*Objective*. Print every line of the following items verbatim, without any alteration.

*Dataset rows*.
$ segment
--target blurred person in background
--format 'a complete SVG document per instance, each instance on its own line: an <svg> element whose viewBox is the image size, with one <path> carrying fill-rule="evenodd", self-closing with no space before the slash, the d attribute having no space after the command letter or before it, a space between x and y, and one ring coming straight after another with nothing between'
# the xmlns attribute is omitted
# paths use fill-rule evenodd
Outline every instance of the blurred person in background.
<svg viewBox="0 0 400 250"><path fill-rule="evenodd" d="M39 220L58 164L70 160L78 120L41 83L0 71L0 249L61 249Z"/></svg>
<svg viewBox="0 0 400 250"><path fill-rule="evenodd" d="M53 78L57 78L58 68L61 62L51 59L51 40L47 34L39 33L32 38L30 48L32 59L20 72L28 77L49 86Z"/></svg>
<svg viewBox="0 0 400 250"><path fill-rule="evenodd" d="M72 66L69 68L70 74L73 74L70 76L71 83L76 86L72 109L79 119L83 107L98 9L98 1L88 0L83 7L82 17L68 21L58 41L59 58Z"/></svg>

*Solution to the exercise*.
$ segment
--target blurred person in background
--format 'a complete SVG document per instance, each instance on its own line: an <svg> element whose viewBox is the image size, with one <path> carrying fill-rule="evenodd", self-closing with no space before the slash, the d attribute having no space after the command letter or before it, a space between x and y, and one ring coming straight after another with nothing between'
# the xmlns attribute is omitted
# paths use fill-rule evenodd
Outline every instance of the blurred person in background.
<svg viewBox="0 0 400 250"><path fill-rule="evenodd" d="M39 220L58 164L70 160L78 120L41 83L0 71L0 249L61 249Z"/></svg>
<svg viewBox="0 0 400 250"><path fill-rule="evenodd" d="M53 78L57 78L58 68L61 62L51 59L51 40L47 34L39 33L32 38L30 48L32 59L20 72L28 77L49 86Z"/></svg>
<svg viewBox="0 0 400 250"><path fill-rule="evenodd" d="M72 66L69 68L70 74L73 74L70 76L71 83L76 86L72 109L79 119L83 107L98 9L98 1L88 0L83 7L82 17L68 21L58 41L59 58Z"/></svg>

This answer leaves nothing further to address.